REQUIREMENT:
Copy the data below line for line, with no changes.

GIVEN INFORMATION:
● ● ● ●

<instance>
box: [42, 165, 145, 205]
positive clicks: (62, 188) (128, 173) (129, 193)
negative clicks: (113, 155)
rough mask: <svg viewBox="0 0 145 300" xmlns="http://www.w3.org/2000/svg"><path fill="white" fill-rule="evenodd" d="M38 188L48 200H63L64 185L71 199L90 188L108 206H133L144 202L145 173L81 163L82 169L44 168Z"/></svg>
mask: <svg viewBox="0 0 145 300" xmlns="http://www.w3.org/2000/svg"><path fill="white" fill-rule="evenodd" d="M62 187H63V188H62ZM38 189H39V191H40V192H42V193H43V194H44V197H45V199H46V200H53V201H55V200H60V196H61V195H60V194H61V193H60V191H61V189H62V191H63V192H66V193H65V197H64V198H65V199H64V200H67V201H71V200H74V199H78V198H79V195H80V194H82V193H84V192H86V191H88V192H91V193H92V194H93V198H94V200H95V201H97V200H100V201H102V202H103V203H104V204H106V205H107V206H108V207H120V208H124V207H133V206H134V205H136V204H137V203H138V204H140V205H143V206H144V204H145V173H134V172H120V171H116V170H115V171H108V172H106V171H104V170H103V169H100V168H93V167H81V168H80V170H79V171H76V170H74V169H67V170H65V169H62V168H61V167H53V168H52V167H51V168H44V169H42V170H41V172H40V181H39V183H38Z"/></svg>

● ● ● ●

ANSWER TO THIS PROBLEM:
<instance>
box: [42, 165, 145, 205]
positive clicks: (62, 188) (128, 173) (129, 193)
negative clicks: (113, 155)
rough mask: <svg viewBox="0 0 145 300" xmlns="http://www.w3.org/2000/svg"><path fill="white" fill-rule="evenodd" d="M38 188L48 200H63L64 185L71 199L90 188L108 206H133L144 202L145 173L81 163L82 169L44 168Z"/></svg>
mask: <svg viewBox="0 0 145 300" xmlns="http://www.w3.org/2000/svg"><path fill="white" fill-rule="evenodd" d="M62 187H63V188H62ZM38 189H39V191H40V192H42V193H43V194H44V197H45V199H46V200H53V201H55V200H60V196H61V195H60V194H61V193H60V191H61V189H62V191H63V192H66V193H65V197H64V198H65V199H64V200H67V201H71V200H74V199H78V198H79V195H80V194H82V193H84V192H86V191H88V192H91V193H92V194H93V198H94V200H95V201H97V200H100V201H102V202H103V203H104V204H106V205H107V206H108V207H120V208H124V207H133V206H134V205H136V204H137V203H138V204H140V205H143V206H144V204H145V173H134V172H120V171H116V170H115V171H108V172H106V171H104V170H103V169H100V168H93V167H81V168H80V170H79V171H76V170H74V169H67V170H65V169H62V168H61V167H53V168H52V167H51V168H44V169H42V170H41V172H40V181H39V183H38Z"/></svg>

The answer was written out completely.